Please print the entries below exactly, from the line with "box: [0, 173, 56, 415]" through the line with "200L0 177V311L27 329L45", including both of those lines and leaving out all others.

Source data:

————

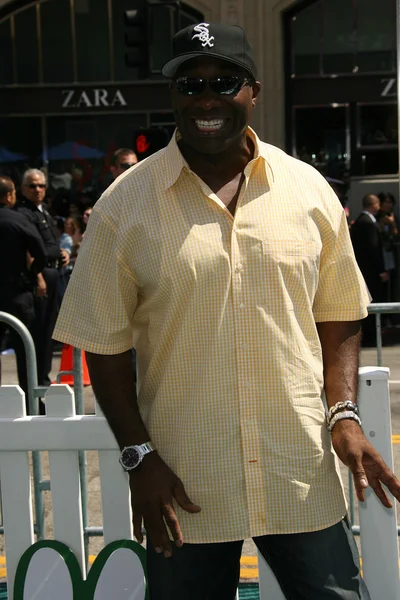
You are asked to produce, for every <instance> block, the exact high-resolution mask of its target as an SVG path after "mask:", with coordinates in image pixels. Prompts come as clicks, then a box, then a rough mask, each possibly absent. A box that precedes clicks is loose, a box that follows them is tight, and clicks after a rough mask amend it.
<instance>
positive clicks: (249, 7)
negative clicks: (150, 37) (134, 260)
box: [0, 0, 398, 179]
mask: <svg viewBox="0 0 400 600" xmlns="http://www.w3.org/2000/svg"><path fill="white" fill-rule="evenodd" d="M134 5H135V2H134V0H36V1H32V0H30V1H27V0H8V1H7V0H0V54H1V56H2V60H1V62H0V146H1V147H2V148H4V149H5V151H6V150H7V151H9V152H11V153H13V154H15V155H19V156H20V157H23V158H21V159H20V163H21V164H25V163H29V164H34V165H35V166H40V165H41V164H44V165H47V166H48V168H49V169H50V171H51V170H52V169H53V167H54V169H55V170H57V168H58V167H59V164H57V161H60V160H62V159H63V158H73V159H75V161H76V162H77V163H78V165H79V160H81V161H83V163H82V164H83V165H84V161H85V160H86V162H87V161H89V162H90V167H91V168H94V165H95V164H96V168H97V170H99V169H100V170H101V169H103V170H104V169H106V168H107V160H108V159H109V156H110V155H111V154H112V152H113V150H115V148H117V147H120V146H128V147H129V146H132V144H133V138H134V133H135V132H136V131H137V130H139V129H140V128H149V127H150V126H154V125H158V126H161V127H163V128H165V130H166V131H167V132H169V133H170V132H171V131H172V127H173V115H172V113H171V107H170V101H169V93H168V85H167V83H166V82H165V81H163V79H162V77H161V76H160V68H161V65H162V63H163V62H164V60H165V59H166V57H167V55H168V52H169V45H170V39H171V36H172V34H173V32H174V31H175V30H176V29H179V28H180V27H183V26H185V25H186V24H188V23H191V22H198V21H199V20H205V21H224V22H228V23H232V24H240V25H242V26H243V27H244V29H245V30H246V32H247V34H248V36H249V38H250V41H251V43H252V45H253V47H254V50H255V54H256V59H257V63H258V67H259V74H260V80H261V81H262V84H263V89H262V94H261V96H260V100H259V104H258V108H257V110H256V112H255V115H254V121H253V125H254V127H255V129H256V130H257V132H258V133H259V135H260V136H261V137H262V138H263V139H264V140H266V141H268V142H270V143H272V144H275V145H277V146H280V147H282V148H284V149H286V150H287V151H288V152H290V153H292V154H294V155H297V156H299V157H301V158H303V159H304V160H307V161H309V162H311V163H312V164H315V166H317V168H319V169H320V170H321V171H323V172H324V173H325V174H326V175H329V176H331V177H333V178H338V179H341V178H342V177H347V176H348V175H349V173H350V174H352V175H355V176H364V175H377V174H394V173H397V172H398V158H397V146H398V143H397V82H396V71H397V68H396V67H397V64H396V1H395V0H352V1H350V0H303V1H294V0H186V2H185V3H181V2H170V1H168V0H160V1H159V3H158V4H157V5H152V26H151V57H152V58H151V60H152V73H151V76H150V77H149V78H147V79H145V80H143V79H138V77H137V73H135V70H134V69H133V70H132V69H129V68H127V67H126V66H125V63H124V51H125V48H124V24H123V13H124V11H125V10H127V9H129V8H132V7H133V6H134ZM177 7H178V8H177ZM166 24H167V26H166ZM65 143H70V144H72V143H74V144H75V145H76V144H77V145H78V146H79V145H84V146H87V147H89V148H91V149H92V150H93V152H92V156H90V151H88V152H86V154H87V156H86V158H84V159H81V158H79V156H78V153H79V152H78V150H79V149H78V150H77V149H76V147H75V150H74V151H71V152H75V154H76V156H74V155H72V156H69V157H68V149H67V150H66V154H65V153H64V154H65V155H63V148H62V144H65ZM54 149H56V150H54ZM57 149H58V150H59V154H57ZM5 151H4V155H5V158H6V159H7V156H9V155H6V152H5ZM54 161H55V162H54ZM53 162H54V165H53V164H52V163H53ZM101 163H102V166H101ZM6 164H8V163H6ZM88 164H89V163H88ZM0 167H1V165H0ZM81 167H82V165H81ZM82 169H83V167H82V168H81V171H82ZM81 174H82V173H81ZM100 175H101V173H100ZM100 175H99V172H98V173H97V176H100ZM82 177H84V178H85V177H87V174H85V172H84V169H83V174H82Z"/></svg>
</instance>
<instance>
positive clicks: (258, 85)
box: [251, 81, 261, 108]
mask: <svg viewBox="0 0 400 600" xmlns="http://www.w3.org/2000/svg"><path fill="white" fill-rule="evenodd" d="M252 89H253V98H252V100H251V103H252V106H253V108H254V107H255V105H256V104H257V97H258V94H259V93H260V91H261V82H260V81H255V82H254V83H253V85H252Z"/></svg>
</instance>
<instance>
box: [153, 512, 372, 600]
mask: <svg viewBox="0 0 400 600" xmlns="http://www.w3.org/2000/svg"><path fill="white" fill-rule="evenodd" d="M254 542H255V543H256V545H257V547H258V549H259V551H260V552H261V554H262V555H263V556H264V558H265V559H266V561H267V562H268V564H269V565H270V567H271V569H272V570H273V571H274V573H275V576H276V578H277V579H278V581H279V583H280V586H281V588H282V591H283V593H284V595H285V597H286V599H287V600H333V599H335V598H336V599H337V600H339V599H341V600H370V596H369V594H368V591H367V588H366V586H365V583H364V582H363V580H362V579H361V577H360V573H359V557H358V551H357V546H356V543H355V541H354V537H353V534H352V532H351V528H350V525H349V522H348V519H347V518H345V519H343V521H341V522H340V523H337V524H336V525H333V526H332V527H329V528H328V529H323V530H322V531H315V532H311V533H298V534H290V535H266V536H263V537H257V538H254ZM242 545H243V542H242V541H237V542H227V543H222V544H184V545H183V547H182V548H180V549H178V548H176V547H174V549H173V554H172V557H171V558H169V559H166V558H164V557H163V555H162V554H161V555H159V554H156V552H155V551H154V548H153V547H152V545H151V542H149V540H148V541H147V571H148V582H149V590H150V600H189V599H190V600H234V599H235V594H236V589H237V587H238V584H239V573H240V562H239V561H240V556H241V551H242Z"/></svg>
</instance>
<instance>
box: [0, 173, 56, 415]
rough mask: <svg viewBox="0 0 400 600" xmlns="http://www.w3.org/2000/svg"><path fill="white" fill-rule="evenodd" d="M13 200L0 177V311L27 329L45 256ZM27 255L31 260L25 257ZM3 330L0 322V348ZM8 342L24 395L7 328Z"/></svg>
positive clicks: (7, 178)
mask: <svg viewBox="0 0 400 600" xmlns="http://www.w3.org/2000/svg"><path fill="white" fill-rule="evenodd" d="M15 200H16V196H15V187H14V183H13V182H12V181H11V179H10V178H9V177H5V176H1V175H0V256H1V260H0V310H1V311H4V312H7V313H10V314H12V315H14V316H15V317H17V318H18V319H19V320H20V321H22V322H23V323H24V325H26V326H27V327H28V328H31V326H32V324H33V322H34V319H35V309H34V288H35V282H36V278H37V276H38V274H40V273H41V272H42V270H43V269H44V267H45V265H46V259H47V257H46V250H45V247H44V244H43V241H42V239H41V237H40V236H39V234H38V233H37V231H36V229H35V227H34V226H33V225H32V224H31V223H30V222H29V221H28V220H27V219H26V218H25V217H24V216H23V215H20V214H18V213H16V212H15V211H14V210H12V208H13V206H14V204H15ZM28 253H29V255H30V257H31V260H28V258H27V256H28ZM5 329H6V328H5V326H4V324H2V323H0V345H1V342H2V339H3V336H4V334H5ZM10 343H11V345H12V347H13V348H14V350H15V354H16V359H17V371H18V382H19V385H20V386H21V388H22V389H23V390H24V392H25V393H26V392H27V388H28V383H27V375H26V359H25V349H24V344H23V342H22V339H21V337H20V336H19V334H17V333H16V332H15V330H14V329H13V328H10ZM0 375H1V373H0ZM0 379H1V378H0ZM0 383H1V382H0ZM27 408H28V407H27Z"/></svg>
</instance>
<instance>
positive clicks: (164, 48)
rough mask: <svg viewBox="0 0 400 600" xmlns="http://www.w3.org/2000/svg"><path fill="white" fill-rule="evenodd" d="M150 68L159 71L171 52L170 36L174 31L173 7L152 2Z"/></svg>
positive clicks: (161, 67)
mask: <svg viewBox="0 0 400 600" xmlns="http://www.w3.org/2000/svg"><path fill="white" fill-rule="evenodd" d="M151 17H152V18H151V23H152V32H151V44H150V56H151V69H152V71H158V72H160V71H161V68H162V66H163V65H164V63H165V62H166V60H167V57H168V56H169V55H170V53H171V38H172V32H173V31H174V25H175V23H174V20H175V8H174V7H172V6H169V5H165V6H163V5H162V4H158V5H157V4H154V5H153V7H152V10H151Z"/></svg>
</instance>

————

- Worked solution:
box: [0, 173, 56, 415]
rough mask: <svg viewBox="0 0 400 600" xmlns="http://www.w3.org/2000/svg"><path fill="white" fill-rule="evenodd" d="M13 200L0 177V311L27 329L45 256ZM27 255L31 260L25 257ZM3 330L0 322V348ZM8 342L24 395L7 328Z"/></svg>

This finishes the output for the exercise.